§ **WAT GEVRAAGD WORDT**
1 > Waarop richtten zeevarenden zich volgens de tekst over torens toen er nog geen vuurtorens waren?
2 > Zet de tekst over torens alstublieft voort, te beginnen na de laatste zin.

§ **TEKSTFRAGMENT**
+++

Een toren kan alleenstaand of met een ander gebouw verbonden zijn.
Een toren steekt in de regel boven andere gebouwen uit.

Over het algemeen worden alleen bouwwerken zonder reguliere verdiepingen als toren gezien, hoewel de benaming er soms wel voor gebruikt wordt, zoals torenflat of kantoortoren. klik hier om naar boven te gaan



 

Functie:

De functie van torens is uiteenlopend. Het primaire doel is echter bepalend.

Tot de voornaamste bestaansvoorwaarden van de mens behoort zijn veiligheid.

Veiligheid van persoon, gezin, stam, have en goed. Veiligheid tegen de krachten der natuur door keuze en inrichting van woongebied en woonplek. De overlevingsdrang is de grote natuurwet waaraan hij gehoorzaamt. Zijn meest gevreesde vijand tegenover wie hij zich kwetsbaar voelt is in veel gevallen de evenmens.

Vanouds werden torens dan ook benut voor militaire doeleinden.
De oppervlakte van de toren bevatte meestal niet meer dan de gemetselde trap om naar boven te komen, de benodigde dikte van de muren voor de constructieve stabiliteit en de eventuele gewenste verdediging.

Vanwege hun hoogte speelden torens tevens een rol als baken ter oriëntatie
(het vinden van de weg). Zo richtten zeevarenden zich op kerktorens toen er nog geen vuurtorens voor hen waren.
Ze werden ook gebruikt om de bevolking, door middel van klokgelui, te waarschuwen in geval van nood en voor het vertellen van een gebeurtenis (het sluiten van de poort, een kerkdienst, het angelus (zie extra), een overlijden, een begrafenis, etc.)
zie extra
en zijn vaak voorzien van een torenuurwerk voor de tijdaanduiding en soms van een carillon voor het verspreiden van sfeervolle feestelijke klanken.

Daarnaast waren torens ook een statussymbool.
Hoe belangrijker (met de nadruk op rijker) de opdrachtgever des te groter, hoger, onverwoestbare en /of sierlijker uitstraling, etc. de toren.

De modernere torens dienen veelal een technisch doel.

+++

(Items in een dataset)

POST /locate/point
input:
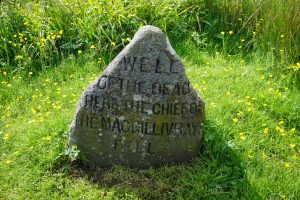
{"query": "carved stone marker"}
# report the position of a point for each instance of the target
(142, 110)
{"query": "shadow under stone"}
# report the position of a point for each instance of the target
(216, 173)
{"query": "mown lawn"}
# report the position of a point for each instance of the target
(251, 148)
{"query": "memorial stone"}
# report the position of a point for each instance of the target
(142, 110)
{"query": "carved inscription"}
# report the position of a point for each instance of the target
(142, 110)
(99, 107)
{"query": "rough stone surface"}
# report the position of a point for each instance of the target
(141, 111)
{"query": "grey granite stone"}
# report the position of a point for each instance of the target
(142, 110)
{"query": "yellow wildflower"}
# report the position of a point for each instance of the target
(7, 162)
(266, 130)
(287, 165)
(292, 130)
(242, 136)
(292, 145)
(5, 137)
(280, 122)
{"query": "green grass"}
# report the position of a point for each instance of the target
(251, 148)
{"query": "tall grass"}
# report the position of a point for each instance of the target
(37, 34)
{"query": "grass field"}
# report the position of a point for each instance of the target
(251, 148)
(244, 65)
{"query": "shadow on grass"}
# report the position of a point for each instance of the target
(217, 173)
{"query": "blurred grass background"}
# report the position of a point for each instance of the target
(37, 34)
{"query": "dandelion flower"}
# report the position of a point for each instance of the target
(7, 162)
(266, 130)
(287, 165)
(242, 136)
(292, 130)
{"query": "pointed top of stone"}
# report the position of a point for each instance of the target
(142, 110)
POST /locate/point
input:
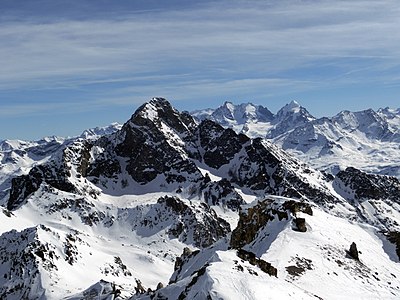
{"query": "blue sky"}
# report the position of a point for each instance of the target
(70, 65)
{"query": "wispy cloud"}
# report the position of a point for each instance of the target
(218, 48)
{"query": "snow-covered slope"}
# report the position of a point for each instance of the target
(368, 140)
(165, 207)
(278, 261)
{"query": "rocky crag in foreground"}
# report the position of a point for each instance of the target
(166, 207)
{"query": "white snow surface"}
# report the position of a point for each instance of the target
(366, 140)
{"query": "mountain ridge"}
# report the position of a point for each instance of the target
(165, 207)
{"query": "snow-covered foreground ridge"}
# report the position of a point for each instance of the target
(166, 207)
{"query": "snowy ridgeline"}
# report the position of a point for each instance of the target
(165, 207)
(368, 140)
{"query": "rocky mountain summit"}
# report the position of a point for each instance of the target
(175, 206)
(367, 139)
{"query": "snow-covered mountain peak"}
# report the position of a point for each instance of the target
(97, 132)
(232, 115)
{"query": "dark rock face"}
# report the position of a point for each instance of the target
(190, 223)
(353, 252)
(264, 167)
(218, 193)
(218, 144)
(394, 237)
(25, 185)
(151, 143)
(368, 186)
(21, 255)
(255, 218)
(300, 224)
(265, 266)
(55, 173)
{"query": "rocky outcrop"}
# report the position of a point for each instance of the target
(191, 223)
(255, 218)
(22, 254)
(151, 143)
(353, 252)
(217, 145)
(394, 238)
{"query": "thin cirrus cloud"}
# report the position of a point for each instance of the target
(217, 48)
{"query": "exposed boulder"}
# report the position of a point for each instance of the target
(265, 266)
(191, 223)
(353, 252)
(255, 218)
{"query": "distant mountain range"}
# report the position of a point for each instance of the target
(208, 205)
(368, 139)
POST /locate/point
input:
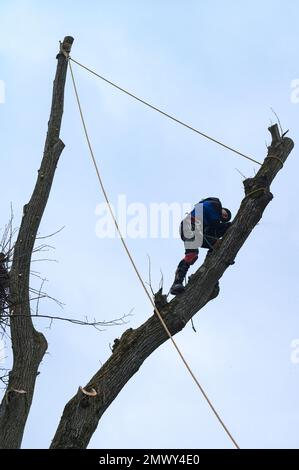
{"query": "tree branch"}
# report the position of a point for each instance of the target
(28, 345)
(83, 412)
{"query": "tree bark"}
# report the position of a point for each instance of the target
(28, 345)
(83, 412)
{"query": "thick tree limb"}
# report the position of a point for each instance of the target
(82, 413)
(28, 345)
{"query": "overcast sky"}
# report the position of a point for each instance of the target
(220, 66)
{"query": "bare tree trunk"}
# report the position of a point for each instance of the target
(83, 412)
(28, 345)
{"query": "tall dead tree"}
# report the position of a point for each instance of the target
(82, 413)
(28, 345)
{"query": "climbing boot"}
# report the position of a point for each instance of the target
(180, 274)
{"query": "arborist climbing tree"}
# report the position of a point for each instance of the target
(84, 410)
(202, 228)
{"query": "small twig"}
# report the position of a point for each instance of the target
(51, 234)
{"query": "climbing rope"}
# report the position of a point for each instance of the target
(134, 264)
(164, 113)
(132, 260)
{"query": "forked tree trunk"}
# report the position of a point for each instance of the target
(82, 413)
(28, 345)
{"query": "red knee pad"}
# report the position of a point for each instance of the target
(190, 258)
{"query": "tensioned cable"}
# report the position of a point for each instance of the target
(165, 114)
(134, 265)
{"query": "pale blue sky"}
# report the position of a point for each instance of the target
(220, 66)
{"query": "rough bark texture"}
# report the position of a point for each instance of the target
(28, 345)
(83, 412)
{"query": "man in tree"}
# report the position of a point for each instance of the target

+++

§ **EINDRESULTATEN**
1 > Op kerktorens.

2 >
klik hier om naar boven te gaan


 

Verdedigingstorens   (het ontstaan en de toepassing van):

De burcht:

Een burcht was oorspronkelijk een wijkplaats nabij nederzettingen ter bescherming tegen plunderende benden, waaronder de gevreesde Noormannen in de "vroege" middeleeuwen.

Deze burchten werden omringd met doornen hagen beklede aarden wallen en voorzien van dubbele palissaden.
In deze wal bevond zich een versterkte toegangspoort en vaak lag er rond de omwalling nog een gracht.


Afhankelijk van de plaats en/of ligging werd de oorspronkelijk functie van verdedigbaarheid gecombineerd met bewoonbaarheid voor een beperkte groep mensen die dit konden veroorloven.

De donjon:

Een donjon is een middeleeuwse verdedigbare woontoren, al dan niet gebouwd op een motte (kunstmatige heuvel).

Een donjon was aanvankelijk een zelfstandig bouwwerk.
Een donjon kon echter ook staan in een burchtcomplex en is daarmee de voorloper van het kasteel.

Bij de restauratie in 1968-'70 kreeg de donjon Lunenburg te Langbroek van de linker afbeelding zijn middeleeuwse gedaante terug. (zie foto).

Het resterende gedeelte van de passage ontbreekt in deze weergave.